After my so far superficial reading it seems that what Scully and Lamb had done in 1969 was to apply time-dependent perturbation theory for a quantum system by a classical perturbation - that's what results in Fermi's Golden Rule. The classical perturbation in this case is the plane wave of the electromagnetic field describing the incident light, and the electrons in the material hit by the light are the quantum system. This can account for the frequency-dependence of the effect and the linear relationship between photocurrent and light intensity.

The crucial point seems to be the time delay between the incidence of light and the emission of the electron - there is no such delay observed in experiment. Lamb and Scully argue in their 1969 paper that their calculation shows no time delay either, thus, that a classical electromagnetic wave can account fully for the photoelectric effect. However, this has been contested. Hunter and Alexandrescu write:

The conclusion of that 1969 study [...] was implicitly refuted by an elaborate theoretical and experimental study by Clauser published in 1974. Furthermore, the analysis presented in Lamb and Scully's paper is essentially the same as that in a 1964 paper by Mandel, Sudarshan and Wolf, and they explicitly state that their theoretical analysis is only valid after a time which is much longer than the period of oscillation of the light, thus this analysis cannot claim to yield the conclusion of `no time delay'. ...The Clauser paper referred to is John F. Clauser:

Experimental distinction between the quantum and classical field-theoretic predictions for the photoelectric effect, Phys. Rev. D9(1974) 853-860. The abstract says that the experiment has measured various coincidence rates between photo-electrons emitted by light created with a beam splitter. This experimental configuration is said to be sensitive to differences between the classical and quantum field-theoretic predictions for the photoelectric effect. The resultscontradict the predictions by any classical or semiclassical theory in which the probability of photoemission is proportional to the classical intensity.Maybe the Hunter/Alexandrescu paper and the references therein help a bit to clarify the situation, which seems to have more subtle twists than are mentioned in standard textbooks.

Best, Stefan

Thanks again, Stefan, about the subtleties of the photoelectric effect - I think you folks here appreciate the "twists" of things better than do most bloggers and commenters. So many others present a sort of standard picture in what I consider to be over-confident terms.

One point I read about photon emission from atoms: the atom oscillates between the excited and de-excited states at the frequency of the light for a certain length of time, and that in effect emits the photon. That time is not "instantaneous" or even merely one full period of the light, it is typically millions of vibrations. Indeed, that is what provides the coherence time and length of that photon - how many "humps" are in the wave function, correlated by Fourier transform to the energy uncertainty spread of the wave. That spread can actually me measured statistically, with a splitter/recombiner interferometer in which one leg is delayed relative to the other. The chance of getting a hit in the ideally dark channel B depends on whether the delay can push one split wave train past being able to superpose with the other one.

As tacky of a crude model as that sounds, it actually works - for example, when light is emitted by atoms having a natural interval of vibrating of about 10^-8 s (millions of vibrations of green light), that is the actual delay needed in the interferometer to get substantial hits in Ch. B.

But what I wonder is, how does that affect the extent to which we can or "should" model the related photoelectric effect in any semi-classical manner?

“In 1905 Einstein explained these findings by suggesting that the light should be thought of as quanta of frequency hf, with f the frequency that kick out the electrons from the plate.”

——

Required work –
Answer these about the photoelectric effect thread:
(a) In what year was Clauser's study published?
(b) Which paper contains an analysis described as essentially the same as Lamb and Scully's?
(c) About how long is the natural interval of vibrating given for light-emitting atoms?

Supplied information –

——

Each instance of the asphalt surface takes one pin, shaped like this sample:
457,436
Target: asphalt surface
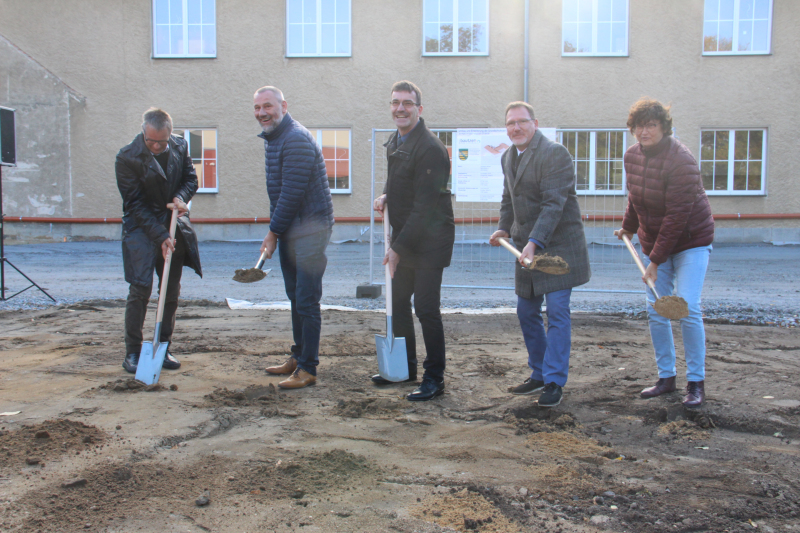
754,284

——

Output for this task –
(a) 1974
(b) A 1964 paper by Mandel, Sudarshan and Wolf
(c) About 10^-8 s